Extracted text:
------------

Mexican baseball player (born 1994)

Roberto Ramos (born December 28, 1994) is a Mexican professional baseball first baseman for El Águila de Veracruz of the Mexican Baseball League. He has previously played in the KBO League for the LG Twins.

==Amateur career==
Born and raised in Hermosillo, Sonora, Mexico, Ramos graduated from San Fernando High School in San Fernando, California, moving there prior to his junior year. In 2013, his senior year, he batted .429 with 11 home runs and 43 RBIs. Undrafted in the 2013 Major League Baseball draft, he enrolled at College of the Canyons in Santa Clarita, California, where he played college baseball. As a freshman in 2014, he batted .317 with seven home runs and 31 RBIs in 37 games.

==Professional career==
===Colorado Rockies===
Ramos was selected by the Colorado Rockies in the 16th round of the 2014 Major League Baseball draft.

------------

The data:

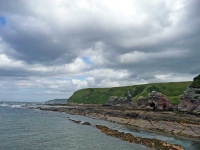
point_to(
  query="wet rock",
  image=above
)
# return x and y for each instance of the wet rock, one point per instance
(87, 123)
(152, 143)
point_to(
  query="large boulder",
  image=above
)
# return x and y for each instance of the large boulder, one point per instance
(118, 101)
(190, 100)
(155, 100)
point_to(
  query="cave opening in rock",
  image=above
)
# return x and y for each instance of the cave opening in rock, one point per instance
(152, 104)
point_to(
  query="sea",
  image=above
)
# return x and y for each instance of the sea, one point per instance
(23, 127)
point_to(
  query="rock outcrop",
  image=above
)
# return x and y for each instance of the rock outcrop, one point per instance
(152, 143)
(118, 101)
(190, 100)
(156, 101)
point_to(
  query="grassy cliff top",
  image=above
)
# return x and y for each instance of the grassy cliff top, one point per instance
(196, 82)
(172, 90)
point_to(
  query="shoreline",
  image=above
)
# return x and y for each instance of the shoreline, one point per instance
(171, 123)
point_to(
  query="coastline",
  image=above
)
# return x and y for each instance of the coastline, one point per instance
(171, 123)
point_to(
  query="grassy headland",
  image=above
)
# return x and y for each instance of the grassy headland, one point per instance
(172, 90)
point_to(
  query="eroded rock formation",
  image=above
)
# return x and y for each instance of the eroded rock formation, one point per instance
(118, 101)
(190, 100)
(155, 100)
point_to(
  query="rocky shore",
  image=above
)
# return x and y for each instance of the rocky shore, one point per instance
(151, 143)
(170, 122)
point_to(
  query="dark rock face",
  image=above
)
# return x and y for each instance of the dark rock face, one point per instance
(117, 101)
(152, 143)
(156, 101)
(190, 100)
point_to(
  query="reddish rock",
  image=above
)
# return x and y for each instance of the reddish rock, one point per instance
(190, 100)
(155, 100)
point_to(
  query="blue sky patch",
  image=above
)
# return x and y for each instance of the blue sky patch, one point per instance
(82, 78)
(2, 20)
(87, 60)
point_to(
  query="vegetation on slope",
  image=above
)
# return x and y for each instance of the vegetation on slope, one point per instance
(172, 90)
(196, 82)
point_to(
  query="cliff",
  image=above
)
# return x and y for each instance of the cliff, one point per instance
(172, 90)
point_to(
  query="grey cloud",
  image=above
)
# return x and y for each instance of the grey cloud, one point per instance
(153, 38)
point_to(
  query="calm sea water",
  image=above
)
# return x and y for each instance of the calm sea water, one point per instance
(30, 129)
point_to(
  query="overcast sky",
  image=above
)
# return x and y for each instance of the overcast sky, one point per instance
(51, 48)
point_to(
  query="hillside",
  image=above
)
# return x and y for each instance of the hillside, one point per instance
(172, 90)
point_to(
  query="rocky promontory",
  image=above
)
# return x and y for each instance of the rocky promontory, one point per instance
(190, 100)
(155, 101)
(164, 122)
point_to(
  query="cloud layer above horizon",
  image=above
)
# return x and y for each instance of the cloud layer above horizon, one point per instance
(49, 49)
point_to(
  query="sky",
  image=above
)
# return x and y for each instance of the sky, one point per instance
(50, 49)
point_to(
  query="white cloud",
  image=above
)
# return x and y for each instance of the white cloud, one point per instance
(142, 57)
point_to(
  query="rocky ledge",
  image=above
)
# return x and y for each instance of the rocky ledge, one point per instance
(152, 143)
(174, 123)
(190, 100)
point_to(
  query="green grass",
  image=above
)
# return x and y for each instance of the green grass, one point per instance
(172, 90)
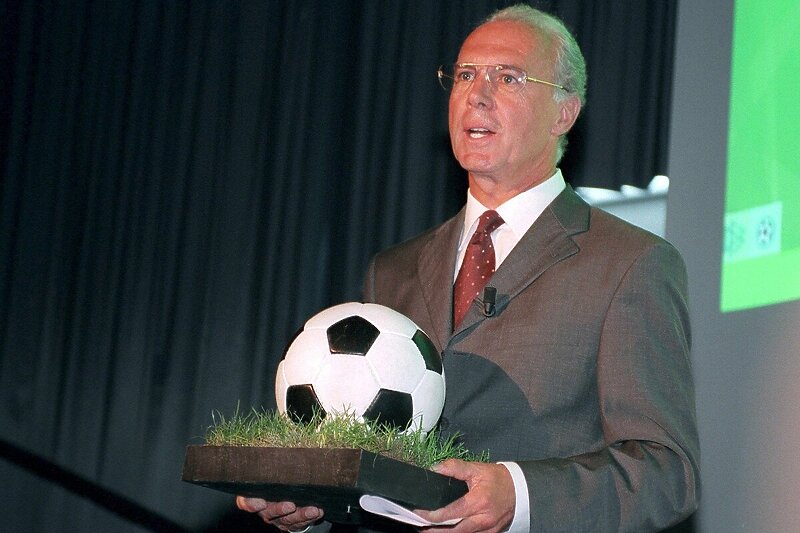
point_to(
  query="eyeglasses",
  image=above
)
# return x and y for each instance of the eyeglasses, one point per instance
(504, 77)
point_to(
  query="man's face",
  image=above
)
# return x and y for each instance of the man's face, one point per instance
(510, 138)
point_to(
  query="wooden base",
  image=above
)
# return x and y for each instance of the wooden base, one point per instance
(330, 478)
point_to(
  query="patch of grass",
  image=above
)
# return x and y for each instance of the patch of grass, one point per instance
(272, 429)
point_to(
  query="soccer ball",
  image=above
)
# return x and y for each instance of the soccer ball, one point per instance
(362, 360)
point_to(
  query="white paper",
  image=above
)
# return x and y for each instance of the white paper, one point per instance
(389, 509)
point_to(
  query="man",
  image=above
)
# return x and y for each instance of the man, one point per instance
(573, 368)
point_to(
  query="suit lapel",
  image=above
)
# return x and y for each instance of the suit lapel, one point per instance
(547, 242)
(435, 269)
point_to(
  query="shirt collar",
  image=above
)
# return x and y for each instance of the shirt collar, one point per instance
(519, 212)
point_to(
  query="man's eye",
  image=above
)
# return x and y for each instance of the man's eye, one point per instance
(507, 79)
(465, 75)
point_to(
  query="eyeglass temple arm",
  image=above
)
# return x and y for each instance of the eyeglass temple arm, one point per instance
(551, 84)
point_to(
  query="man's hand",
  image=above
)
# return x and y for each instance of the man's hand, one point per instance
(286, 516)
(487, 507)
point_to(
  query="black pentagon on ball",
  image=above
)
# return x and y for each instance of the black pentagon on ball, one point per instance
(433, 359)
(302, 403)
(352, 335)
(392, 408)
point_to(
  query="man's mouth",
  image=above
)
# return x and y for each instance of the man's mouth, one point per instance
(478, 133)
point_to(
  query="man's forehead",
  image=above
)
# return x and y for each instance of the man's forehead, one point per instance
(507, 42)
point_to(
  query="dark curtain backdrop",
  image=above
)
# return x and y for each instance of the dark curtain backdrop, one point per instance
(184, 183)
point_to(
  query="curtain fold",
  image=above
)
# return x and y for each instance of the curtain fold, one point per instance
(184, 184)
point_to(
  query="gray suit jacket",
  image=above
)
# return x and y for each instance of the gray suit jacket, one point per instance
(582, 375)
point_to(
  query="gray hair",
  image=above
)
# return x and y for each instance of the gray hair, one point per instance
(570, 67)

------------

Task prompt:
Continue the Roberto Ramos biography above, starting after its last sentence.

Result for this exercise:
Ramos signed with Colorado and made his professional debut with the Tri-City Dust Devils, earning a promotion to the Grand Junction Rockies in July. In 39 games between the two clubs, he hit .213 with three home runs and 17 RBIs. In 2015, he returned to Grand Junction to begin the year before being promoted to the Asheville Tourists in June; in 55 games with both teams, he slashed .332/.408/.609 with 13 home runs and fifty RBIs. Ramos split the 2016 season with both Grand Junction and the Modesto Nuts, batting .304 with seven home runs and 32 RBIs in only 32 games due to missing over three months due to an injury. In 2017, he returned healthy to play 122 games with the Lancaster JetHawks, posting a .297 batting average with 13 home runs and 68 RBIs.

Ramos began 2018 with Lancaster, with whom he was named a California League All-Star along with winning the Home Run Derby before being promoted to the Hartford Yard Goats in June. In 121 games between both clubs, he hit .269/.368/.574 with 32 home runs and 77 RBIs.

Ramos spent 2019 with the Albuquerque Isotopes, earning Pacific Coast League All-Star honors. Over 127 games, he slashed .309/.400/.580 with thirty home runs and 105 RBIs. After the season, he was assigned to play in the Arizona Fall League for the Salt River Rafters.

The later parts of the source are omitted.